Short exercise:
Pull out every line in the records below that contains the string "shelf", and copy each one in full.
+-------+
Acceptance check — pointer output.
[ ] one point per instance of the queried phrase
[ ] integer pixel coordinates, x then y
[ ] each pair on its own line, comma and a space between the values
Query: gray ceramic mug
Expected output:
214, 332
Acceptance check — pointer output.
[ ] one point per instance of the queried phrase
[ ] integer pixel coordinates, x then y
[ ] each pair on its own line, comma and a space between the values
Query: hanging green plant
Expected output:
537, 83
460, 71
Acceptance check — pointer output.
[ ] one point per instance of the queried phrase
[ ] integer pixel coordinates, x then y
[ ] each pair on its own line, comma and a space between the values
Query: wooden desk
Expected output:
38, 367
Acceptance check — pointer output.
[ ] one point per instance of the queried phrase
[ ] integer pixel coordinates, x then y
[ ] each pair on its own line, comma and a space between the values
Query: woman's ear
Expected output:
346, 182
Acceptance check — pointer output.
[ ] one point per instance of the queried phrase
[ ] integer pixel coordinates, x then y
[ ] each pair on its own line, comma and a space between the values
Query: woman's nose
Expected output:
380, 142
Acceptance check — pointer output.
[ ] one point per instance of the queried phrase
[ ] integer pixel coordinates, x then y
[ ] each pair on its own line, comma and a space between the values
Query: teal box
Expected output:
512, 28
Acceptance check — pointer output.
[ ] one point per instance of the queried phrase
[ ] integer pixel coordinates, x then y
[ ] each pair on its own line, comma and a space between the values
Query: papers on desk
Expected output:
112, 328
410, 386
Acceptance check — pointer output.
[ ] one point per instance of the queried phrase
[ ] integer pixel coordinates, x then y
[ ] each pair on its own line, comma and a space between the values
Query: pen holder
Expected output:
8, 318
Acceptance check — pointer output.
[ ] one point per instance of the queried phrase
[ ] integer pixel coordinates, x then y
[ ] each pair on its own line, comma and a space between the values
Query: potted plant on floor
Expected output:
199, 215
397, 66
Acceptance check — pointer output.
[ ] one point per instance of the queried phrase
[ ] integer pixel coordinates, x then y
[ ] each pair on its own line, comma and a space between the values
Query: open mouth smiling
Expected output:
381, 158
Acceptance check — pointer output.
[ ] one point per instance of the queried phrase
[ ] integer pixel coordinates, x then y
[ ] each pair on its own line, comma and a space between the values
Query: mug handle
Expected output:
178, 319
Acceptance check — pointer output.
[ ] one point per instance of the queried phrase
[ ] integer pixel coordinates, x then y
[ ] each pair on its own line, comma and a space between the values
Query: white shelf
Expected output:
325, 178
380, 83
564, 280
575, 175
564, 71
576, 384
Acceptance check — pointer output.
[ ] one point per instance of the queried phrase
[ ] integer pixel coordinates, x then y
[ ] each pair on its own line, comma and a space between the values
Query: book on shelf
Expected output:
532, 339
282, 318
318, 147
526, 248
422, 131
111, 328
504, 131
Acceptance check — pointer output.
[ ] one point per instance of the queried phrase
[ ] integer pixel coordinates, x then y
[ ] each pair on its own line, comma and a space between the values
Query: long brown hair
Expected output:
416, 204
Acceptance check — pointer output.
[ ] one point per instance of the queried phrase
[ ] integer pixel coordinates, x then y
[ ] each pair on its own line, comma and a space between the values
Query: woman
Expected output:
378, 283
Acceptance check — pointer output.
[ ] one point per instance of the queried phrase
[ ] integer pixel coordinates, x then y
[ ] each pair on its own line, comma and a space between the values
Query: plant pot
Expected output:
+-------+
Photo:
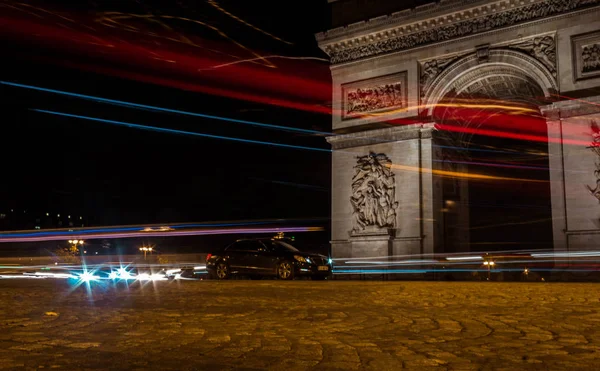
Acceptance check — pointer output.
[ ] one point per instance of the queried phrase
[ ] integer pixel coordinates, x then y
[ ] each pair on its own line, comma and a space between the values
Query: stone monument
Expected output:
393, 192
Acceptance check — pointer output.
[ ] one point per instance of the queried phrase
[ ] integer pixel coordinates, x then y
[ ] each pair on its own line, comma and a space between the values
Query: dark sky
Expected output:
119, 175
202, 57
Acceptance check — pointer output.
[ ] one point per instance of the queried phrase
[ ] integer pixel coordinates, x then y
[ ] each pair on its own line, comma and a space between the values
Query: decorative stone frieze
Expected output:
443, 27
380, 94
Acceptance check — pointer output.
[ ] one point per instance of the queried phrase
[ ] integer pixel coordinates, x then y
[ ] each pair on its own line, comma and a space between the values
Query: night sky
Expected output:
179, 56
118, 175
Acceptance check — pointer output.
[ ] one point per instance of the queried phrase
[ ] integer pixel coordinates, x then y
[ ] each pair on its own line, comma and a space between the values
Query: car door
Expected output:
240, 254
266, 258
+-------+
Correct output:
Query: white shelf
Query: book on shelf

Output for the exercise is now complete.